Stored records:
┄┄┄┄┄┄┄┄┄┄
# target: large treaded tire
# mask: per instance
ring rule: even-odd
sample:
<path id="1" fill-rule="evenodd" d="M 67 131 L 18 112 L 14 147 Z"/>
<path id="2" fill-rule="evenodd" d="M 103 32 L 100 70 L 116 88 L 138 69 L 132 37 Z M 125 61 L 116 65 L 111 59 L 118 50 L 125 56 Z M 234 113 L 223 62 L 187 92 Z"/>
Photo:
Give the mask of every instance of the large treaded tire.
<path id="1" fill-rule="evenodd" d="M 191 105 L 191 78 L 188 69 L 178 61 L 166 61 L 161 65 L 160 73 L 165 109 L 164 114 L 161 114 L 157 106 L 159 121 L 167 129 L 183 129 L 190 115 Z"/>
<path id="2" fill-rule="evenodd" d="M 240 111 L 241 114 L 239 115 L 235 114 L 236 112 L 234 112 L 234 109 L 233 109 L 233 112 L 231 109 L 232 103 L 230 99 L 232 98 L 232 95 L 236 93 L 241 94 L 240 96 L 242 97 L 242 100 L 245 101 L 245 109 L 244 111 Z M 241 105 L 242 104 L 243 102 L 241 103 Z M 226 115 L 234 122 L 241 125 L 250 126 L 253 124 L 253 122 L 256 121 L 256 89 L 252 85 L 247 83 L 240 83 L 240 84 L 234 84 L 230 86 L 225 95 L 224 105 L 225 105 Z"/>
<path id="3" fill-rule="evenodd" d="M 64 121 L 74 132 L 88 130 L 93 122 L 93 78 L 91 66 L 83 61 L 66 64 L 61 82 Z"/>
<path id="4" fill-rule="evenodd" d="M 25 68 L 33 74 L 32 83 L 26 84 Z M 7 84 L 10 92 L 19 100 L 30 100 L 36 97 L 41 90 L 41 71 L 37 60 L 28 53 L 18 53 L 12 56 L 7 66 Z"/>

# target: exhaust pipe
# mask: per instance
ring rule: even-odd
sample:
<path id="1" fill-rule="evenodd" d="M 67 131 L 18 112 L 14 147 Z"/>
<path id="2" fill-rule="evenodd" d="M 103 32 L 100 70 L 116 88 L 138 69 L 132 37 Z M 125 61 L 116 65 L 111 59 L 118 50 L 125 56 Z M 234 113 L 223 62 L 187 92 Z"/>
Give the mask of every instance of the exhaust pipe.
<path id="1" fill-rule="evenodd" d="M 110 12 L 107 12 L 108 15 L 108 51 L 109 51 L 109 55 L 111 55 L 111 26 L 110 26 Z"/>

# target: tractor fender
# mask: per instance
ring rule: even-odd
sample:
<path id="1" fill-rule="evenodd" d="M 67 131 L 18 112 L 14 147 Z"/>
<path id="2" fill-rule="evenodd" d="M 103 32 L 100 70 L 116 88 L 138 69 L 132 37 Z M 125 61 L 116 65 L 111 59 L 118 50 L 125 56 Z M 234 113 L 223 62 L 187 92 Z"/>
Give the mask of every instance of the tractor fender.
┄┄┄┄┄┄┄┄┄┄
■ **What you need to do**: What should come out is the exact run of lines from the one holding "# target: tractor fender" through the end of the records above, and nothing besides.

■ **Problem solution**:
# target: tractor fender
# mask: per instance
ring rule: even-odd
sample:
<path id="1" fill-rule="evenodd" d="M 67 131 L 18 112 L 14 147 Z"/>
<path id="2" fill-rule="evenodd" d="M 103 32 L 100 70 L 116 88 L 138 69 L 132 37 Z M 125 61 L 116 65 L 111 59 L 118 50 L 125 56 Z M 234 113 L 223 62 L 187 92 Z"/>
Give the mask of every instance of the tractor fender.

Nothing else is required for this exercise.